• **What the task asks**: Print every entry exactly as written.

• **Raw data**:
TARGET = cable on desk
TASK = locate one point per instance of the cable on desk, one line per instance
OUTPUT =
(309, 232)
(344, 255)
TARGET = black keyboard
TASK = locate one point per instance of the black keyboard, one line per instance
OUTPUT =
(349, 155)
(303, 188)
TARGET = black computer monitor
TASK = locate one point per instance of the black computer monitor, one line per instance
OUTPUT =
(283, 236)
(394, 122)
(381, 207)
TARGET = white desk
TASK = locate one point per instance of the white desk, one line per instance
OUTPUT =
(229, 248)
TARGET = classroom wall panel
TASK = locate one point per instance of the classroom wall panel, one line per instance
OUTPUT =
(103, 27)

• **Response to the task**:
TARGET = cable on desk
TASK = locate one point per instance of the cable on desk, one line per instance
OUTPUT =
(309, 232)
(344, 255)
TARGET = black keyboard
TASK = locate one point per instance of the black keyboard, one line per instance
OUTPUT =
(349, 155)
(303, 188)
TARGET = black computer monitor
TASK = locate one point per instance of the black computer monitor, one line per instance
OUTPUT =
(283, 236)
(394, 122)
(381, 207)
TARGET = white desk
TASK = locate one point per instance of the white desk, one line per instance
OUTPUT =
(229, 248)
TARGET = classroom wall panel
TASK = locate one point per instance of the classroom wall panel, one line per instance
OUTPUT =
(103, 27)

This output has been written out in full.